Assoa, concurrent malheureux de Pou Combo, autre prétendant au trone du Cambodge. Les prémices de la révolte de 1866 qui menaça le roi Norodom et la Cochinchine française


Dans le courant du mois d’aout 1864, l’amiral de la Grandière reçut d’un cambodgien nommé Prea-ang-phim une lettre, ou plutôt une déclaration par laquelle cet individu se prétendait fils de l’ancien Obbarach Prea-ang-em, et il revendiquait ses droits à la couronne du Cambodge. 
C’est cet aventurier qui devint plus tard célèbre sous le nom d’Assoa. Il fut évincé par les Annamites avec l'apparition de Pu Combo aux ambitions similaires (Pu Combo 1866 1ere partie, Pu Combo 2eme partie les débuts de la révolte de 1866)

※

§ **Petit exercice 1**: Recopiez telles quelles les lignes des fiches, en partant du tout début des fiches et en allant jusqu'à la ligne qui contient "[74, 248, 188, 384]", celle-ci comprise. Laissez les images de côté.
Le texte et les fiches n'ont aucun lien entre eux.

Fiches pour l'annotation par cadres:

※

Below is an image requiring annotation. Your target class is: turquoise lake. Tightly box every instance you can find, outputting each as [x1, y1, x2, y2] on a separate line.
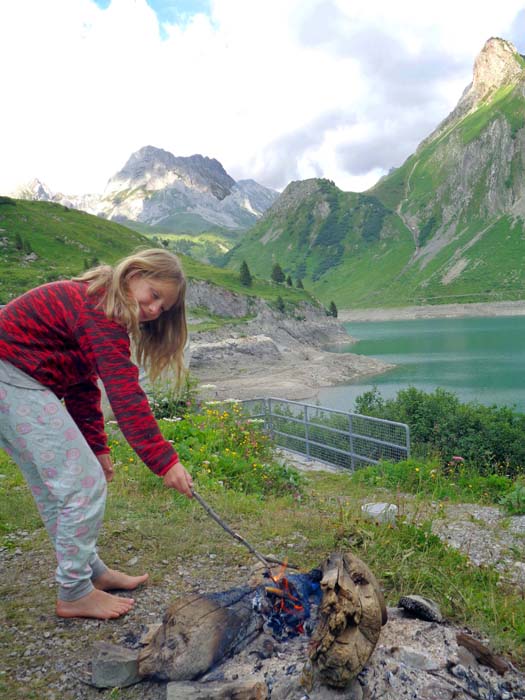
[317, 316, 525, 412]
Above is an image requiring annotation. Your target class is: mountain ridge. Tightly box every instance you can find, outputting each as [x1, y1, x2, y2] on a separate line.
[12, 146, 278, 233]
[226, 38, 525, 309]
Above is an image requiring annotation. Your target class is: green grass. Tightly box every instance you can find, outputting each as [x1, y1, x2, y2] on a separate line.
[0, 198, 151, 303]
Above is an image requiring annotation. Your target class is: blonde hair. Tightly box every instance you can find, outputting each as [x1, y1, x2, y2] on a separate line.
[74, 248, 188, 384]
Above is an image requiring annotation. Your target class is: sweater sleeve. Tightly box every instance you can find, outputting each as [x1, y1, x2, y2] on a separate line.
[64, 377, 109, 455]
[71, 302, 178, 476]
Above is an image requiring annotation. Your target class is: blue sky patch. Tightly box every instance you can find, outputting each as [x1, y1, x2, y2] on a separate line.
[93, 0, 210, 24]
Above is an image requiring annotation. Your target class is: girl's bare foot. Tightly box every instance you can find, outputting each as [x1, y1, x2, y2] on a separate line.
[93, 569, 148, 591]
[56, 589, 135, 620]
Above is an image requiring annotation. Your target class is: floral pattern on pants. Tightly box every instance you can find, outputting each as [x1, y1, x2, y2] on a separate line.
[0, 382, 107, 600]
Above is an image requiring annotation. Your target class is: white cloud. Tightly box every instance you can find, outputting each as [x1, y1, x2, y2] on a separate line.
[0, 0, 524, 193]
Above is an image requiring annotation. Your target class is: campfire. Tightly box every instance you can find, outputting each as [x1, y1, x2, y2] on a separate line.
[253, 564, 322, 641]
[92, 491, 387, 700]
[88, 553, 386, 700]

※

§ **Petit exercice 2**: Relevez tous les noms de personnes cités dans le texte sur Assoa, chacun une seule fois et sous la forme où il apparaît en premier.

§ **Bonne réponse 1**:
Below is an image requiring annotation. Your target class is: turquoise lake. Tightly box every instance you can find, outputting each as [x1, y1, x2, y2] on a separate line.
[317, 316, 525, 412]
Above is an image requiring annotation. Your target class is: mountain ridge. Tightly box every instance you can find, outputting each as [x1, y1, x2, y2] on a separate line.
[12, 146, 278, 233]
[226, 38, 525, 309]
Above is an image requiring annotation. Your target class is: green grass. Tightly box every instance you can find, outputting each as [x1, y1, x2, y2] on a separate line.
[0, 198, 151, 303]
Above is an image requiring annotation. Your target class is: blonde hair. Tightly box every instance you can find, outputting each as [x1, y1, x2, y2] on a separate line.
[74, 248, 188, 384]

§ **Bonne réponse 2**:
Assoa
Pou Combo
Norodom
de la Grandière
Prea-ang-phim
Prea-ang-em